- Extract:
[start]

Press freedom in Britain is now dead in the water
- Written by Tim Crook
Britain’s rights to basic freedom of expression, which writers, journalists and free-speech activists fought for over centuries have been sacrificed and abandoned in the space of a few short disastrous years.
Free speech and the freedom of the press to do its job without fear or favour is one of the most important pillars of a true democracy. But this is in greater danger of being sacrificed than at any time in living memory.
There is a shameful litany of ways in which journalists' ability to perform this key role is being compromised and undermined.
Confidential sources and public office
Take the use of sources: in a liberal democracy the unfettered flow of important information to the public is wholly dependent on confidential sources being protected when contacting and communicating with journalists.
Sometimes sources are committing crimes by leaking to journalists and taking that risk may mean they need to be paid for their information. Why is it a crime to pay a public official for information and not a crime to pay anyone else? This is inconsistent, and criminalising the act of rewarding whistle-blowers undermines the protection of sources.
But this notion of source protection has been wrecked by the machinations of News Corporation’s “management and standards committee”, the Metropolitan Police, the Crown Prosecution Service, the Director of Public Prosecution and judiciary.
It would appear thousands of confidential emails between journalists and their sources at The Sun and the former News of the World were accessed in evidence searching by the Metropolitan Police during Operation Elveden – an operation that has cost the public £11.3m so far.
Neither the journalists nor their sources were given any right to oppose this breach of their confidentiality. There was no independent hearing before a judge to decide if their Article 10 rights to free expression under the European Convention on Human Rights would be violated.
The careers and lives of senior police officers have been destroyed for simply making a mobile phone call to a news desk, or allegedly background briefing in a confidential journalist relationship.
The CPS, DPP and judiciary have done nothing to stop sources and journalists being criminally prosecuted for the common law offence of “misconduct in public office”, which has been conjured up and developed since 2007 to replace the old and discredited Section 2 of the Official Secrets Act to criminalise the mere telling of official information. Its sledgehammer force crushed and jailed a Scotland Yard security expert in 2007 for leaking a public interest story published in The Sunday Times.
In 2008 it was applied against a terrified weekly newspaper crime reporter, Sally Murrer, after police had bugged her contact with a source. She was only rescued at Crown Court when the judge stopped her trial for the breach of her Article 10 rights.
Police hacking
Juries are becoming confused and bewildered in trials where they see journalists in the dock for publishing stories they strongly argued were in the public interest. When they can’t agree, the CPS pursues retrials. One MP, Tracey Crouch, observed that the CPS"seems to be pursuing a vendetta“ while a leading media law QC, Gavin Millar, asked: ”What on earth is the criminality?"
It now turns out that the police have been “bugging” and “hacking” into communications between journalists and their whistleblower sources without any independent judicial oversight since at least the millennium.
The government and parliament show no willingness to place police and security/intelligence surveillance of journalist communications under the Regulation of Investigatory Powers Act 2000 in the same way that the Police and Criminal Evidence Act of 1984 did – which required a hearing before a judge at which the affected parties were properly represented.

[end]

- Work to do:
1. Answer these from the article on press freedom in Britain, one line each:
(a) How much has Operation Elveden cost the public so far?
(b) In what year was the misconduct offense used against Sally Murrer?
(c) Which MP said the CPS seemed to be pursuing a vendetta?
2. Decide whether each statement agrees with the article on press freedom in Britain, and back each yes or no with a quotation from it:
(a) Sally Murrer was convicted at Crown Court.
(b) The Metropolitan Police accessed confidential emails from The Sun and the former News of the World during Operation Elveden.
(c) The story leaked by the Scotland Yard security expert appeared in The Guardian.
3. Carry on the article about press freedom in Britain from the end of its last paragraph.

- Data block:
[start]

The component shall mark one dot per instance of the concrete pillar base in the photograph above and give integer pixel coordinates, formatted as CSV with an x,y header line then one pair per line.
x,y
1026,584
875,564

[end]

- Per-task answers:
1.
(a) £11.3m
(b) 2008
(c) Tracey Crouch

2.
(a) No: "She was only rescued at Crown Court when the judge stopped her trial for the breach of her Article 10 rights."
(b) Yes: "thousands of confidential emails between journalists and their sources at The Sun and the former News of the World were accessed in evidence searching by the Metropolitan Police during Operation Elveden"
(c) No: "leaking a public interest story published in The Sunday Times"

3.
Leveson’s chilling legacy
The deep freeze in public official and police sourcing to journalists was turned arctic by the Leveson inquiry in 2012. Leveson argued for a review of the purposes of journalism protections in PACE and data protection acts to see whether they should be narrowed and constrained. He argued for increasing the criminalising and retributive punishment for journalistic conduct and publication.
The wider context of media freedom is utterly depressing. Leveson, academics and a host of other campaigning organisations such as Hacked Off, The Media Standards Trust and even the journalists union, the NUJ, have come out in favour of a statutory underpinning of press regulation. This extraordinary alliance of interests supports the alternative proposed system of public authority oversight through the medieval executive power of a Royal Charter.
Even worse, the provisions for “publishers of news-related material: damages and costs” in the Crime and Courts Act 2013 punishes those media organisations who stand their ground for freedom from state interference. This appalling authoritarian measure imposes added costs and punitive damages in media litigation to media publishers asserting their basic constitutional freedom to be subject to the rule of law but not subject to regulation and approval by state interference.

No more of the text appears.